**WRITTEN PROBLEM**
Put the rows in the stretch from the line containing "compact form (224,152)." through the end of the rows into a two-column CSV headed instruction,points, with one CSV line for each row. Place each row's text in the instruction field and its answer in the points field, quote every field, and replace any line breaks with spaces.

**DATASET ENTRIES**
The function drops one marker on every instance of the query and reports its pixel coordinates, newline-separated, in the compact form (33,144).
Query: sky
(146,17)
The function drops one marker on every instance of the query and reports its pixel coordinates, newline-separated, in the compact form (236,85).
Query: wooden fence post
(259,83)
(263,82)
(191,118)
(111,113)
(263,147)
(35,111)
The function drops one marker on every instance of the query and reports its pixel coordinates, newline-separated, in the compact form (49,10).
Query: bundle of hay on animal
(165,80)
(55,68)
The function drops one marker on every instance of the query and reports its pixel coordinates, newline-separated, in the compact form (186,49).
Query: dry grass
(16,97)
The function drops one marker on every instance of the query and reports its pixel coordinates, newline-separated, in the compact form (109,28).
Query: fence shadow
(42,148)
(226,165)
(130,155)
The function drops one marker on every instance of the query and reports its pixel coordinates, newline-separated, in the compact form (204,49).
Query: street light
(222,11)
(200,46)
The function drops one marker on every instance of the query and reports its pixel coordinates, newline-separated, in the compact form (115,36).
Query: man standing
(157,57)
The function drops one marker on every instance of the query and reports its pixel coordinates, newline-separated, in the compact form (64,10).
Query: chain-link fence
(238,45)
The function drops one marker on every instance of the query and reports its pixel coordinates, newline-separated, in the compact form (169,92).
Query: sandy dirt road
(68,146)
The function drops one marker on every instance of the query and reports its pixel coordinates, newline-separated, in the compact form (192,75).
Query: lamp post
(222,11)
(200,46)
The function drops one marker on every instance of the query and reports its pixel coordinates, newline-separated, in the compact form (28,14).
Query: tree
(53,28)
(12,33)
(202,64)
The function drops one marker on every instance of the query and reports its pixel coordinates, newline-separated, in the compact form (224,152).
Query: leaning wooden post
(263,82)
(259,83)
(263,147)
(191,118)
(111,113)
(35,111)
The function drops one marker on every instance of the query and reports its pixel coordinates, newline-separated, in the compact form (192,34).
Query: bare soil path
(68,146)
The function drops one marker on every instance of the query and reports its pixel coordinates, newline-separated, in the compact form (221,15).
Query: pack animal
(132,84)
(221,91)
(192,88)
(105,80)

**COMPLETE ANSWER**
instruction,points
"The function drops one marker on every instance of the query and reports its pixel coordinates, newline-separated, in the compact form (224,152). Query: leaning wooden post","(263,82) (259,83) (263,147) (191,118) (111,113) (35,111)"
"The function drops one marker on every instance of the query and reports its pixel coordinates, newline-separated, in the compact form (192,34). Query: bare soil path","(68,146)"
"The function drops one marker on every instance of the query and reports its pixel coordinates, newline-separated, in the compact form (221,15). Query: pack animal","(132,84) (221,91) (192,88) (105,80)"